begin Records shown
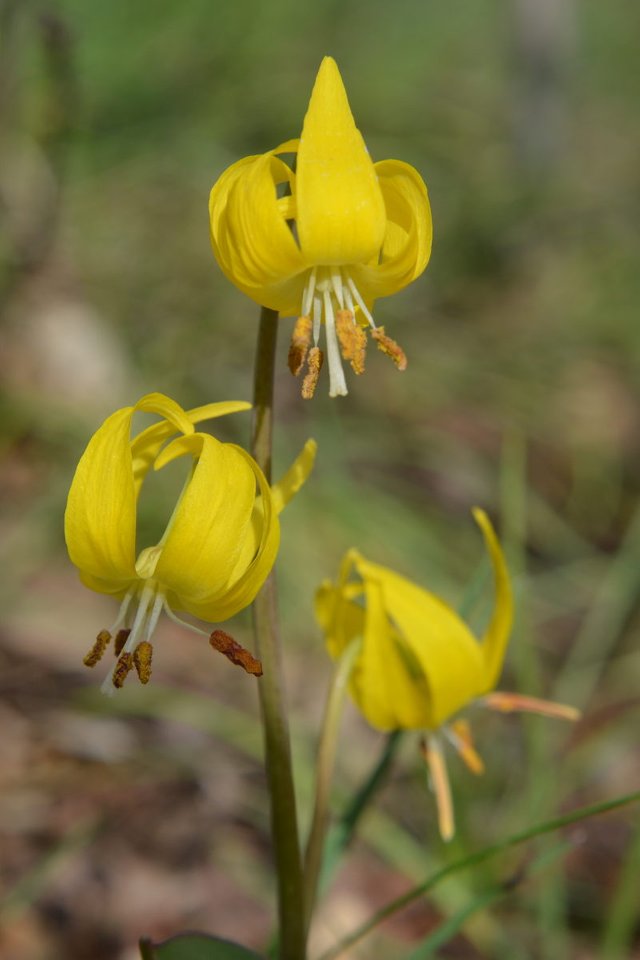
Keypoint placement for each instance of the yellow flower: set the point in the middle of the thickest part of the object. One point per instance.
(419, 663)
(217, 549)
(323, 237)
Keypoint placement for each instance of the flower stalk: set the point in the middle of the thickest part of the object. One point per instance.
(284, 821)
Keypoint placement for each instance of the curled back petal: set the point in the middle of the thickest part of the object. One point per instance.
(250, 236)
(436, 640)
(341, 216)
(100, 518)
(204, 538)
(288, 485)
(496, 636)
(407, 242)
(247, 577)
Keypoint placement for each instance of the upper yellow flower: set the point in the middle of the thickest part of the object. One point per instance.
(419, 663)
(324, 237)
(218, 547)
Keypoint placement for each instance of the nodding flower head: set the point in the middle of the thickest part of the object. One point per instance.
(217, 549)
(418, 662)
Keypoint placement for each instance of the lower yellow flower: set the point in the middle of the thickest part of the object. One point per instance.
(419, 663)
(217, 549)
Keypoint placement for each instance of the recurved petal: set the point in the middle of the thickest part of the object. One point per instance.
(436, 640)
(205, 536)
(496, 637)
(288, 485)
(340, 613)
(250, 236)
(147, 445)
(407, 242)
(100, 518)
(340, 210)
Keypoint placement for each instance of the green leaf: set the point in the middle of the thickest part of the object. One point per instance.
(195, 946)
end Records shown
begin Records shown
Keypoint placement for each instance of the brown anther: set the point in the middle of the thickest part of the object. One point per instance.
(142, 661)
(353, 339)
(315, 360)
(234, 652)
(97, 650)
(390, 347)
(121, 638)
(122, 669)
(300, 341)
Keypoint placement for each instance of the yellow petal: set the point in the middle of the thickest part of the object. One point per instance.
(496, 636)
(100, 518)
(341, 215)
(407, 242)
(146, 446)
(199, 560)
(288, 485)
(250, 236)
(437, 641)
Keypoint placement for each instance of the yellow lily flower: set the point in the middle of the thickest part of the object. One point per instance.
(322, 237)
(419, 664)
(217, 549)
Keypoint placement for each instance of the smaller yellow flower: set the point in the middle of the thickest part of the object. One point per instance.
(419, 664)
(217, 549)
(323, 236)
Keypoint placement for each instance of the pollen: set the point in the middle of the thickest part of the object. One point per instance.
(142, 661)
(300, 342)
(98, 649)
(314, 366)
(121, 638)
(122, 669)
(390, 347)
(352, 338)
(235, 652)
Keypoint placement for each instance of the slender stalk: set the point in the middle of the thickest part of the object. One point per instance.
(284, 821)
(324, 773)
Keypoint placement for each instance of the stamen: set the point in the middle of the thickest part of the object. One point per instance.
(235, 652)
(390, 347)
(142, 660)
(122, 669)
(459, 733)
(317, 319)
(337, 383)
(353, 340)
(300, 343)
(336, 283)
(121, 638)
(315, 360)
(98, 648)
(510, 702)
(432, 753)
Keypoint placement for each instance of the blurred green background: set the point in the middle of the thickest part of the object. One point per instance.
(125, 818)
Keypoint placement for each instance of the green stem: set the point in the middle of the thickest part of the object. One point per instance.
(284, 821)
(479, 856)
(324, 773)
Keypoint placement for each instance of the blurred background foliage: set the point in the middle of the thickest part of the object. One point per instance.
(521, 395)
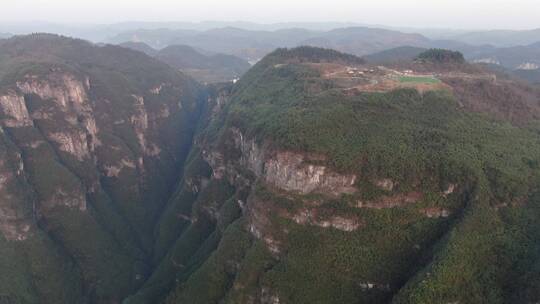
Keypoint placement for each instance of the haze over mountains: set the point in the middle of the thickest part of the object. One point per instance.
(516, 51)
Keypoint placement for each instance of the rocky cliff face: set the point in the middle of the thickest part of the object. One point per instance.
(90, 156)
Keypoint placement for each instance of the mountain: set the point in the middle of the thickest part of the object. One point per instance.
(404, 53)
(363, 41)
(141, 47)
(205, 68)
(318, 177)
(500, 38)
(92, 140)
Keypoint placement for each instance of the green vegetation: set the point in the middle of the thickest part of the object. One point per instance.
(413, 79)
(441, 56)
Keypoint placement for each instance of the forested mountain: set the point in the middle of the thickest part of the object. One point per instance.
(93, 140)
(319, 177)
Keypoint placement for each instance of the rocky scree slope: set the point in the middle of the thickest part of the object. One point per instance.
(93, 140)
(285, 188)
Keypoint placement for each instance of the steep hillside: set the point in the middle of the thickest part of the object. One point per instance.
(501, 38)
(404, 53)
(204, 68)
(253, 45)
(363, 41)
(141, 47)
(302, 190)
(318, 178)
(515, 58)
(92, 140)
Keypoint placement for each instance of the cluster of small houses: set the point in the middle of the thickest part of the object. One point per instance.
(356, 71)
end Records shown
begin Records shown
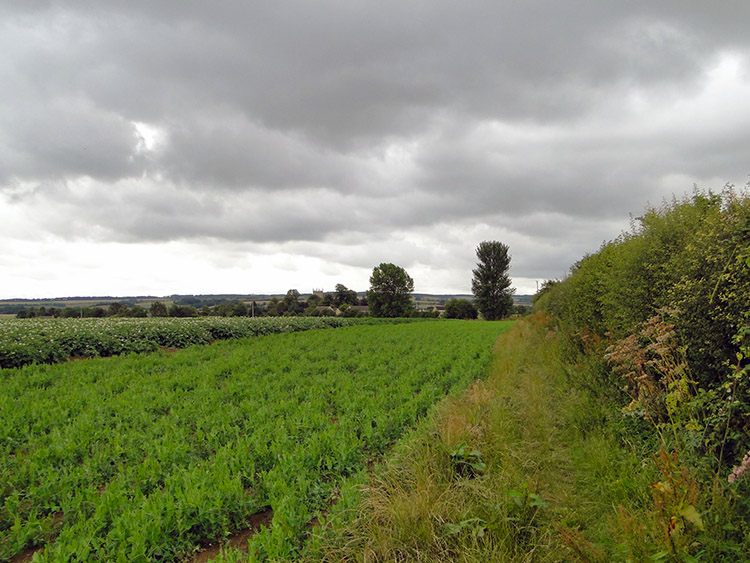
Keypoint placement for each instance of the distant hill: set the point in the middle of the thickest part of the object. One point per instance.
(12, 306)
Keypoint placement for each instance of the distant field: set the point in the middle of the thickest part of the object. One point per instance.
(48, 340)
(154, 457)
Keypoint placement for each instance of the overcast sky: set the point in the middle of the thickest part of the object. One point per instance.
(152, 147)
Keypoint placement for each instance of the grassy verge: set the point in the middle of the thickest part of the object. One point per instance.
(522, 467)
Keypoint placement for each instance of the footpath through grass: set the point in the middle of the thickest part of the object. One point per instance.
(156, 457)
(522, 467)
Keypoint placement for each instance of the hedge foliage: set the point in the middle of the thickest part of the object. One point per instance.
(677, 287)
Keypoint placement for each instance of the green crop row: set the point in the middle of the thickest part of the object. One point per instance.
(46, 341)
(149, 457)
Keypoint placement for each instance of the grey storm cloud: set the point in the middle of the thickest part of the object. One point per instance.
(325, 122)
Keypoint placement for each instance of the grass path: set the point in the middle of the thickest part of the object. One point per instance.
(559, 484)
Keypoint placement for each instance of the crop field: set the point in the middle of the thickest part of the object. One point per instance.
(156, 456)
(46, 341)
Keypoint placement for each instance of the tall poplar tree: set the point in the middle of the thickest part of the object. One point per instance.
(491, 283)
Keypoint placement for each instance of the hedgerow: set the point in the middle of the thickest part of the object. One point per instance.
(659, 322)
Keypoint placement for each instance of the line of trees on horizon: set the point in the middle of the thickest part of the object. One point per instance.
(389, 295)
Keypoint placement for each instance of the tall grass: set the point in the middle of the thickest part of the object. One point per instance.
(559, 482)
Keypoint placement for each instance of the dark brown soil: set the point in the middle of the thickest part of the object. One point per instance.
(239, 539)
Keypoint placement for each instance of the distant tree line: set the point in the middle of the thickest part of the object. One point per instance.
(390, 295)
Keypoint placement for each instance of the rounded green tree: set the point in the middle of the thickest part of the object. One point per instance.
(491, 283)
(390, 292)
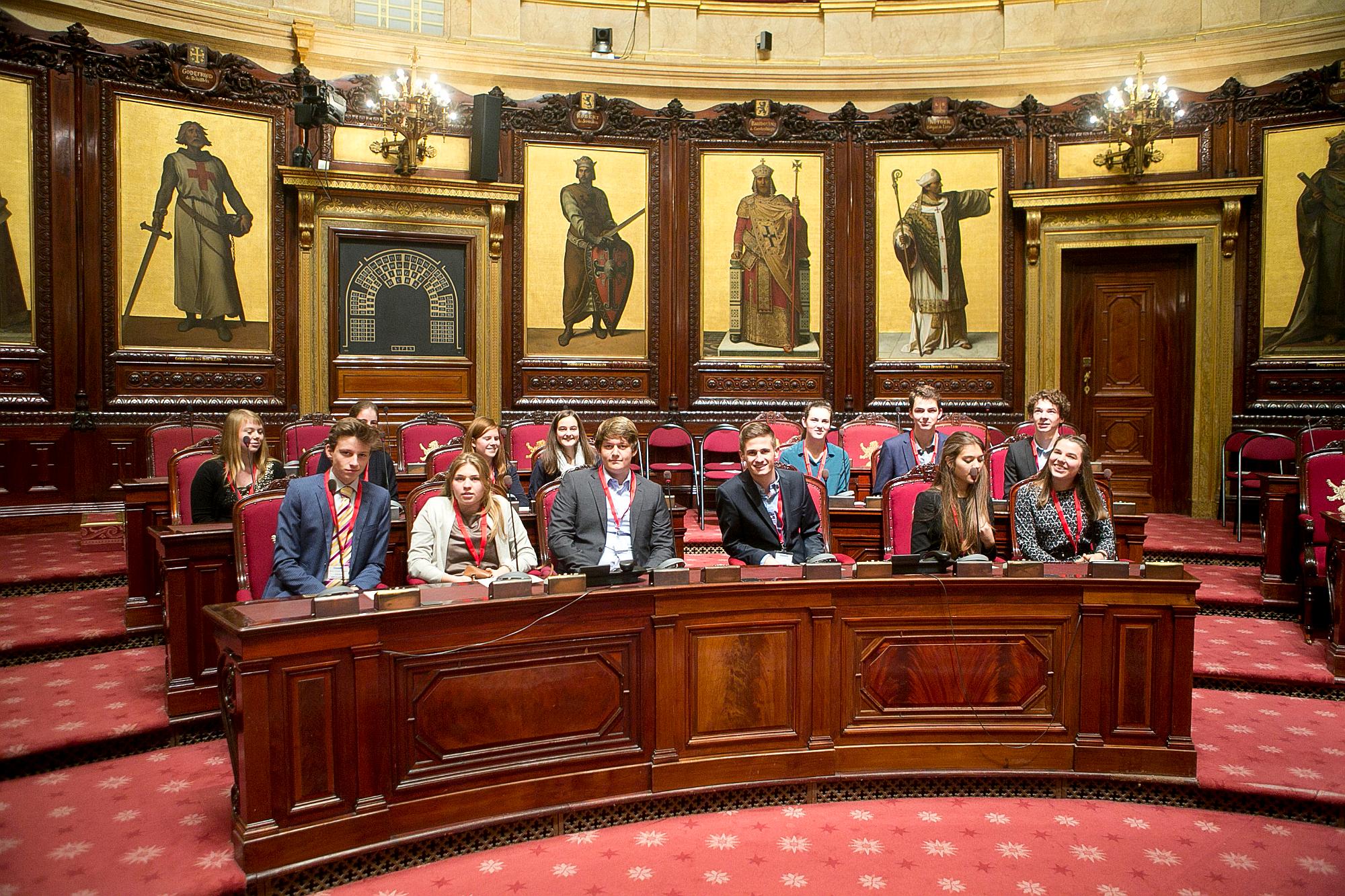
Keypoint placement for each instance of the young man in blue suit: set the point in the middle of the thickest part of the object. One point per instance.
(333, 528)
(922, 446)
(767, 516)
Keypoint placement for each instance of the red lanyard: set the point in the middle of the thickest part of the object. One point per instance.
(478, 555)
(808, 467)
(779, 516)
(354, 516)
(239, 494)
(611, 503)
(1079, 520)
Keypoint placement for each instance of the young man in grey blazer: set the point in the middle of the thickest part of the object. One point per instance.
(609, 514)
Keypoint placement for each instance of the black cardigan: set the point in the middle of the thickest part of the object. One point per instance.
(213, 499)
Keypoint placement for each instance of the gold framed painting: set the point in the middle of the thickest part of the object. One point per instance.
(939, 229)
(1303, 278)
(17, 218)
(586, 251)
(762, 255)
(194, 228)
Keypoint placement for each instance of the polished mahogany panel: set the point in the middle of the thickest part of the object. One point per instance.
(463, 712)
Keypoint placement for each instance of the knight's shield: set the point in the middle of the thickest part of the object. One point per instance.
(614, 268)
end Records shown
__Your instructions__.
Rewrite the data from the line with "Keypoint placement for each instance of the young man in blue" up to and including the line with "(1079, 520)" as a JSON list of strings, one string per line, with blank lines left out.

__Result below__.
[
  "Keypoint placement for each instance of the young man in blue suit: set the point in the middle of the thickest part of the object. One point per instance.",
  "(333, 528)",
  "(922, 446)",
  "(767, 516)",
  "Keypoint placement for each instance of the red lanyard: set the point in the middle of the thickest part of the object. One point per instance.",
  "(478, 555)",
  "(808, 467)",
  "(779, 516)",
  "(354, 516)",
  "(239, 494)",
  "(611, 503)",
  "(1079, 520)"
]